TAREA PENDIENTE: Escribe la continuación del relato del viaje a Marrakech a partir de su última oración.

FRAGMENTO DE PÁGINA:

************

Marrakech fue el único lugar al que viajamos en plan borrego, con un grupo de gente bastante poco informado del lugar que iba a visitar. Lo primero que nos dijo el guía fue que no diéramos dinero a los niños que, inevitablemente nos lo iban a pedir. Nada más bajar del autocar para visitar la Kutubiya, una impresionante torre del mismo arquitecto que construyó la Giralda de Sevilla (y se parecen mucho, eso es lo cierto), se acercó a nosotros un grupo. Una de las mujeres del grupo, probablemente sintiéndose asediada, y con la intención de quitárselos de encima, pasó completamente de las recomendaciones del guía, y le soltó a la chiquillería una buena cantidad de monedas. Para qué quiso más, la pobre. De todas partes surgieron chavales, que la rodearon como si se tratara de un enjambre de abejas. No fue capaz de quitárselas de encima. Hasta tal punto llegó su sufrimiento, que no volvió a salir del hotel en los cuatro días.

Aquel mismo día, el primero, tuvimos Pilar y yo el enorme privilegio de pasear por la plaza de los muertos, Djemma el FNa, un lugar increíble, famoso en el mundo entero por sus puestos callejeros, sus aguadores, sus contadores de historias, sus dentistas (sí, sus dentistas, que extraían muelas o colocaban dentaduras postizas en medio de la calle), sus encantadores de serpientes, sus ruidos, su música y sus olores. Nos caló profundamente la plaza. Resultaba todo un espectáculo contemplarla desde la terraza de un bar al que nos llevaron para tomar un té a la menta. Ese mismo día tuvimos también la oportunidad de visitar el hotel Mamounia, uno de los más prestigiosos del mundo.

El segundo día nos llevaron al valle del Lourika, un lugar que no parece en absoluto perteneciente a una ciudad tan conectada al cercano desierto. Riachuelos por todas partes, naranjos, y una vegetación abundante, parecían darse de patadas con el entorno. Recuerdo perfectamente que Pilar le dio un bolígrafo bic a un chaval que la abordó antes de subir al autocar para regresar al hotel, y que a continuación, el chaval pretendió venderle por ocho dírhams el mismo bolígrafo que le había regalado ella.

************

MATERIAL RECOPILADO:
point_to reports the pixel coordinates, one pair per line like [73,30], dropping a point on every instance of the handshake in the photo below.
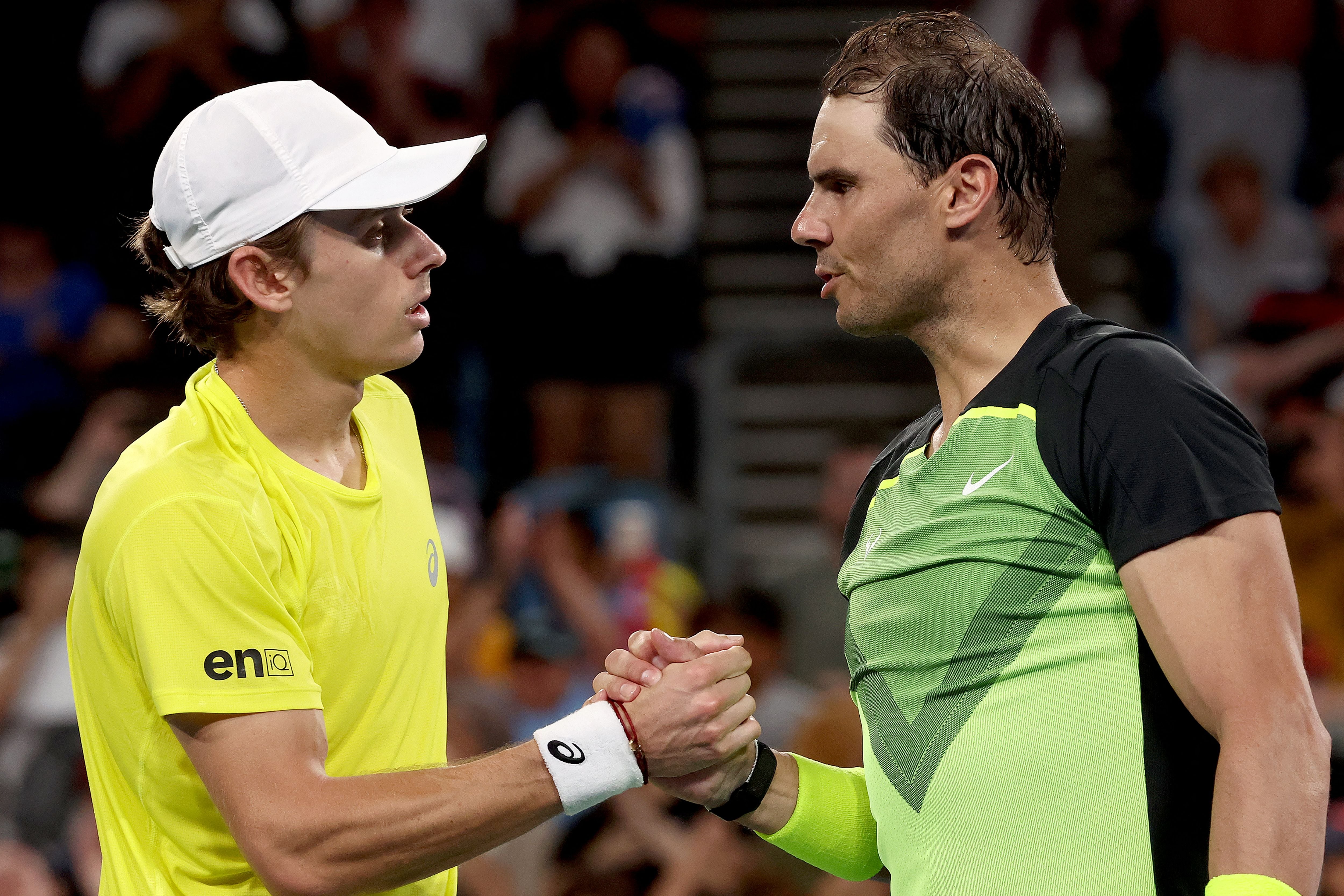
[689,703]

************

RESPUESTA DEL EJERCICIO:
Aquella tarde nos aventuramos, como era nuestra costumbre cada vez que salíamos a algún lado, a pasear por nuestra cuenta. No nos atrevimos a ir a la plaza de los muertos, pero paseamos por la zona nueva de Marrakech, que en todos los aspectos, salvo en la vestimenta de sus habitantes, recordaba una ciudad europea, y no precisamente de las más descuidadas. Amplias avenidas, farolas cada veinte metros, casas de no más de tres plantas... Desembocamos en un mercado en el que se vendían todo tipo de frutas, especias, recuerdos... Resultaba imposible viajar a Marrakech y no comprar nada. Pequeños camellos de sándalo, que despedían un aroma que no se les ha ido con el paso de los años, cajas de madera de raíz de olivo, vasos, el inevitable puf de piel de camello, unas cuantas teteras, platos de “tajine” de barro, una gubia que imitaba plata... Todo tipo de cosas, que destacan con luz propia cuando las ves en la tienda correspondiente, y deslucen ostentosamente cuando, ya en Madrid, las colocas al lado de la fotografía de tu primera comunión o de la torre Eiffel dorada que compraste en París. Eso es lo que sucede siempre con las cosas que se compran en países exóticos. Que no pegan ni con moco con todo lo demás.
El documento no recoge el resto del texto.